_What to work on_
A. Render this sentence from the passage on the tax bill into Spanish: "More accurately, the culprit is Congress' unwillingness to address the full cost of that tax credit in this bill."
B. From the passage on the tax bill, quote the wording from "The culprit for" up to and including "likely never materialize.".

_Document segment_
────

That's a claim that is looking less and less true with each passing day. The bill Congress is drafting to pay for all that new spending includes tax hikes on tobacco products, electronic cigarettes, and cryptocurrencies—taxes that will apply to the rich and poor alike. And while the bill does not raise income taxes on anyone earning less than $200,000 annually in the immediate future, Americans earning as little as $30,000 could face a tax hike by 2027 under Biden's plan, according to an analysis published Tuesday by the Joint Committee on Taxation (JCT), a nonpartisan number-crunching agency housed inside Congress.

The culprit for that future tax increase is the expanded child tax credit, which the House tax plan would extend through 2025 (the JCT's report only provides estimates for every other year, so 2027 is the first child tax credit–less year included in its analysis). More accurately, the culprit is Congress' unwillingness to address the full cost of that tax credit in this bill. By promising to raise taxes later, Democrats are able to manufacture about $700 billion in "savings" that will likely never materialize.

────

_Data excerpt_
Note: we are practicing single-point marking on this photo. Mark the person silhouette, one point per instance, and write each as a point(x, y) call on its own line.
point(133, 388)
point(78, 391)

────

_Expected outputs_
A. Más exactamente, el culpable es la falta de disposición del Congreso a abordar el costo total de ese crédito fiscal en este proyecto de ley.

B.
The culprit for that future tax increase is the expanded child tax credit, which the House tax plan would extend through 2025 (the JCT's report only provides estimates for every other year, so 2027 is the first child tax credit–less year included in its analysis). More accurately, the culprit is Congress' unwillingness to address the full cost of that tax credit in this bill. By promising to raise taxes later, Democrats are able to manufacture about $700 billion in "savings" that will likely never materialize.